## WHAT TO WORK ON
Would you restate each line of the data below word for word, without its pictures?

_____

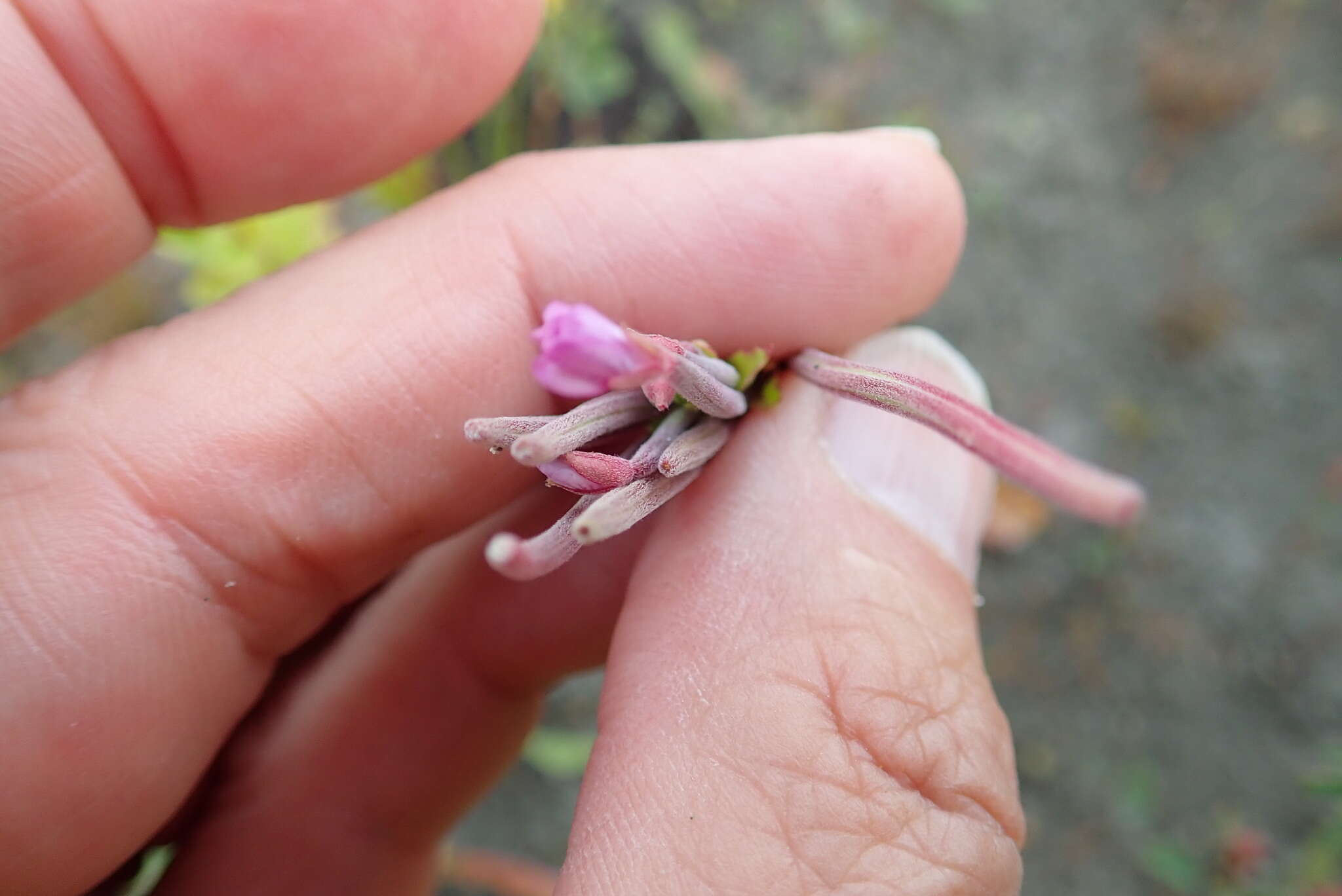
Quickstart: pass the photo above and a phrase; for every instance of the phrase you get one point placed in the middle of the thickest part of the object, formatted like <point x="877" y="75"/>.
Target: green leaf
<point x="406" y="185"/>
<point x="557" y="753"/>
<point x="771" y="394"/>
<point x="153" y="864"/>
<point x="1328" y="781"/>
<point x="1173" y="867"/>
<point x="749" y="364"/>
<point x="1137" y="794"/>
<point x="227" y="257"/>
<point x="580" y="58"/>
<point x="673" y="45"/>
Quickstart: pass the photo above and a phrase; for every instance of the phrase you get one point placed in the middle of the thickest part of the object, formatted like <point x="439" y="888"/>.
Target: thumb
<point x="795" y="696"/>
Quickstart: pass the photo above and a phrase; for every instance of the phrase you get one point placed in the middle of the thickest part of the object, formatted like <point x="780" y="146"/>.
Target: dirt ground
<point x="1153" y="279"/>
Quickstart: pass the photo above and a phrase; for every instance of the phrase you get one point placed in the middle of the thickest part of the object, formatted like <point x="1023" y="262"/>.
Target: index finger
<point x="124" y="115"/>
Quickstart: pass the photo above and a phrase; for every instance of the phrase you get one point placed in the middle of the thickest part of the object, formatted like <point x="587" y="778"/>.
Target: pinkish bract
<point x="682" y="401"/>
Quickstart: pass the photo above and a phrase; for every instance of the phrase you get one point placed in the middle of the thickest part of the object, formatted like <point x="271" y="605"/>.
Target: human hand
<point x="795" y="701"/>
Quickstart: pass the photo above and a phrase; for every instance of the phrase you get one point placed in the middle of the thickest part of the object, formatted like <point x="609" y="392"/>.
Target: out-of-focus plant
<point x="226" y="257"/>
<point x="558" y="753"/>
<point x="1237" y="859"/>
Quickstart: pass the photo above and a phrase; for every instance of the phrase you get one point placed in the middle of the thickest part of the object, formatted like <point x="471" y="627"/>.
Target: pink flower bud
<point x="585" y="354"/>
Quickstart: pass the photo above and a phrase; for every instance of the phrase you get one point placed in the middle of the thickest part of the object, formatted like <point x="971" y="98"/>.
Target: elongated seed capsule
<point x="524" y="560"/>
<point x="619" y="510"/>
<point x="721" y="371"/>
<point x="611" y="471"/>
<point x="590" y="420"/>
<point x="501" y="432"/>
<point x="1070" y="483"/>
<point x="695" y="447"/>
<point x="704" y="390"/>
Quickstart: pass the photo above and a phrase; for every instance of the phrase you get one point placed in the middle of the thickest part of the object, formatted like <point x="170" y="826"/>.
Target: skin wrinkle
<point x="804" y="774"/>
<point x="831" y="694"/>
<point x="170" y="164"/>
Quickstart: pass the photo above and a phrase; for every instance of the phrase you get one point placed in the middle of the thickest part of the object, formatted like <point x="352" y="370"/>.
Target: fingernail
<point x="909" y="130"/>
<point x="936" y="487"/>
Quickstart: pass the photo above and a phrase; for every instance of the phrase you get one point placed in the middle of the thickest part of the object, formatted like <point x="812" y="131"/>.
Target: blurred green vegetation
<point x="1229" y="857"/>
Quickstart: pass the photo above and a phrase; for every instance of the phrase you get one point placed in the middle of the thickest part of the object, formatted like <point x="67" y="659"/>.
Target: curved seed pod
<point x="501" y="432"/>
<point x="695" y="447"/>
<point x="619" y="510"/>
<point x="705" y="390"/>
<point x="1070" y="483"/>
<point x="721" y="371"/>
<point x="609" y="471"/>
<point x="524" y="560"/>
<point x="590" y="420"/>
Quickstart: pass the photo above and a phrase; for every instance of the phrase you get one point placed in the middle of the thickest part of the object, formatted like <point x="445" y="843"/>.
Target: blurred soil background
<point x="1153" y="279"/>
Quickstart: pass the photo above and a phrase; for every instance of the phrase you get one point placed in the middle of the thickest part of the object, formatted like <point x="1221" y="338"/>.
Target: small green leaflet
<point x="557" y="753"/>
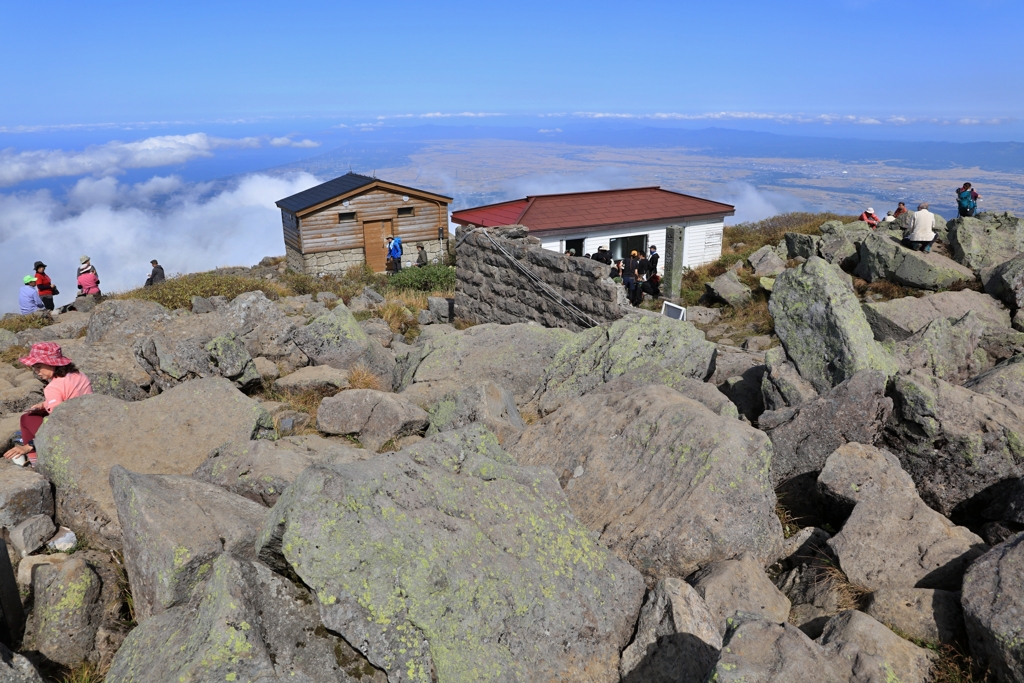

_____

## ANSWER TO THE PROBLEM
Quickstart: pass the photo above and a phrase; for every instance of the phrase you get one point placed in the middle of the thickest part of the object, formatted like <point x="877" y="75"/>.
Target: green leaf
<point x="406" y="185"/>
<point x="557" y="753"/>
<point x="771" y="394"/>
<point x="153" y="864"/>
<point x="1328" y="781"/>
<point x="1173" y="867"/>
<point x="749" y="364"/>
<point x="1137" y="794"/>
<point x="227" y="257"/>
<point x="580" y="58"/>
<point x="673" y="45"/>
Quickstart: pass the photo above and a phrase; for every instance of the phrase you get one point placed in the middle of the thickest part of the object, formatted like <point x="439" y="888"/>.
Target: thumb
<point x="795" y="696"/>
Quickstart: pass the photo above and a phrase; for every instance of the phrase you get one point placed in the middle of the thickest part of the object, formatted like <point x="780" y="146"/>.
Target: dirt ground
<point x="1153" y="279"/>
Quickstart: pass the photo above and a phrase; for every instance of the phrase you get one point placed in the middle of the thickest part of the object, formatted like <point x="1023" y="262"/>.
Target: index finger
<point x="124" y="115"/>
Quickstart: pass the photo above and a phrase; for every instance of the phrase you get one point placed in the middle of the thickest part of the object, formatted like <point x="587" y="778"/>.
Target: pinkish bract
<point x="682" y="401"/>
Quickstart: pass the photo above and a phrase; for every instance of the phrase you get one point placed in the middle of the thickest part of the object, formatted like <point x="271" y="605"/>.
Target: human hand
<point x="795" y="701"/>
Quickstart: pass the photo above and a phrase; for every instance of the phrase you get one point placed in the middle of the thickest part of the object, formatted like <point x="609" y="392"/>.
Target: out-of-focus plant
<point x="226" y="257"/>
<point x="558" y="753"/>
<point x="1237" y="859"/>
Quickstart: pass the photo above and a phrase; for every instance of the phrase you get one point placed in the middle of the thickest part of the object, formatted like <point x="471" y="627"/>.
Target: pink flower bud
<point x="585" y="354"/>
Quickstart: pass the photo above and a phrase; for every instance of the phrase you get one point placed in the middle of the thickest part of the object, formatted like <point x="971" y="98"/>.
Target: elongated seed capsule
<point x="524" y="560"/>
<point x="619" y="510"/>
<point x="721" y="371"/>
<point x="611" y="471"/>
<point x="590" y="420"/>
<point x="501" y="432"/>
<point x="1070" y="483"/>
<point x="695" y="447"/>
<point x="704" y="390"/>
Quickstart: pass the photo above and a phrase; for every instance of the phrase you get one point placed in the middle of the thickest part of the object, formatted like <point x="170" y="826"/>.
Target: skin wrinkle
<point x="804" y="774"/>
<point x="831" y="694"/>
<point x="170" y="164"/>
Quickstart: pass the photo above and a phrase; for every instance of the phrase you get one point placed in the middle of the thickest part of the object, formatted like <point x="352" y="370"/>.
Target: fingernail
<point x="909" y="130"/>
<point x="936" y="487"/>
Quickstart: pass the photo above and a phrase; for every instance of the phrase you get one point placed in the middle of the thickest part of the object, formatted like <point x="812" y="131"/>.
Target: blurred green vegetation
<point x="1229" y="857"/>
Quickstart: pass the photo above and a phrase; for every instance of the phrase you get one point placed in the middle of the thickest part of the object, formatted like <point x="67" y="659"/>.
Target: curved seed pod
<point x="501" y="432"/>
<point x="695" y="447"/>
<point x="619" y="510"/>
<point x="705" y="390"/>
<point x="1070" y="483"/>
<point x="721" y="371"/>
<point x="609" y="471"/>
<point x="524" y="560"/>
<point x="590" y="420"/>
Quickstart: pass the photo above and a phrase; for every instance of the phrase you get one point placed in the middle of the thickest part of the object, formatted like <point x="445" y="843"/>.
Target: blurred soil background
<point x="1153" y="279"/>
Quickstart: pass the photo above and a phrase; for every instance of the phrase you get one point placed in the middle of the thickest part of the object, formatted like <point x="1221" y="338"/>.
Target: small green leaflet
<point x="557" y="753"/>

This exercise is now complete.